DM-CART: Dirichlet-Multinomial Classification and Regression Trees

Master's Thesis

Title: Investigating Determinants of Birth Weight Using Bayesian Tree-Based Nonparametric Modeling
Author: Adam Kurth
Department/Degree: Department of Mathematical & Statistical Sciences, Arizona State University — Masters of Statistics in Statistics Advisor/Committee Chair: Dr. P. Richard Hahn

Overview

This repository contains the code, data, and results for my Master's thesis on birth weight modeling using a novel Bayesian nonparametric framework called DM-CART (Dirichlet-Multinomial Classification and Regression Trees). The project extends traditional CART methodology in a new direction by applying Dirichlet-Multinomial distributions to model the full distribution of birth weight outcomes. The goal is to provide a robust and interpretable framework for predicting low birth weight (LBW) risk based on maternal-infant characteristics. The DM-CART algorithm is implemented as an extension of the rpart package in R, allowing for tree-based modeling of multinomial outcomes. The model is fit using the 2021 U.S. Natality dataset, which contains over 3 million births, and the previous year's data (2020) is used to inform the Dirichlet priors. The analysis focuses on identifying high-risk maternal profiles and their respective predictors for LBW, with the aim of providing actionable insights for clinicians and public health officials.

→ Available data:
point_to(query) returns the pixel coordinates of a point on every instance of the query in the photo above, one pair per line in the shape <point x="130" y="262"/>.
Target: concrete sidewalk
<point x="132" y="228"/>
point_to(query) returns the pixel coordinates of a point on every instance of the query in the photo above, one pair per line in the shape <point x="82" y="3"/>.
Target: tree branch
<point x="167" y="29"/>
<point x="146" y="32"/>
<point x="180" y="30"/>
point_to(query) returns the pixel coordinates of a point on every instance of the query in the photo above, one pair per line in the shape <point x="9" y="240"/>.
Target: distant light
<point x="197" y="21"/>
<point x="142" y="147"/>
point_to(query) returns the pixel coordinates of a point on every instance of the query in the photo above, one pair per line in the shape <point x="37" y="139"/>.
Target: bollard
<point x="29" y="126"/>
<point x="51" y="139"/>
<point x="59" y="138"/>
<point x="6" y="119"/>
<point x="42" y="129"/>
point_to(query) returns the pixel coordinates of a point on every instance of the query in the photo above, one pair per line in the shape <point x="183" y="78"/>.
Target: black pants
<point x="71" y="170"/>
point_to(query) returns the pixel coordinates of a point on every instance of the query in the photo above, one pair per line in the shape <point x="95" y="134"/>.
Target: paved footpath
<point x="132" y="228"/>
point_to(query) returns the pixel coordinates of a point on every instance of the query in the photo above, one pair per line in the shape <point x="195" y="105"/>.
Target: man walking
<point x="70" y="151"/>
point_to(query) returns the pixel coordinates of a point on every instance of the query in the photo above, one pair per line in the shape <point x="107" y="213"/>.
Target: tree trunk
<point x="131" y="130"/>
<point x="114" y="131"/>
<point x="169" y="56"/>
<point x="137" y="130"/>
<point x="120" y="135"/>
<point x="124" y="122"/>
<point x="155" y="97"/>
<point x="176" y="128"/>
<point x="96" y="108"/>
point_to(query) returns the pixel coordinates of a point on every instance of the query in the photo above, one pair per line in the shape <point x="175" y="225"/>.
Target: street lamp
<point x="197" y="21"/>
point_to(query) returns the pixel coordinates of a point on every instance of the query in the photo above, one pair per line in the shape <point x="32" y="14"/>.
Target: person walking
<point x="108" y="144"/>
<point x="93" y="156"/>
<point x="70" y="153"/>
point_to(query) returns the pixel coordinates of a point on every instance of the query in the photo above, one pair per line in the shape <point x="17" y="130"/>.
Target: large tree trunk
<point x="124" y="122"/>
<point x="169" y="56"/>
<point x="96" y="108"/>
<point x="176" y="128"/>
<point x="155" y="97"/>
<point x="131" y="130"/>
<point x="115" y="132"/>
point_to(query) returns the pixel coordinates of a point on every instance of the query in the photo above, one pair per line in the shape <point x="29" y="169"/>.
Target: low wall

→ Problem to solve:
In the DM-CART overview, which year's data is used to inform the Dirichlet priors?

→ Reply to the exercise:
The 2020 data, the year before the 2021 U.S. Natality dataset.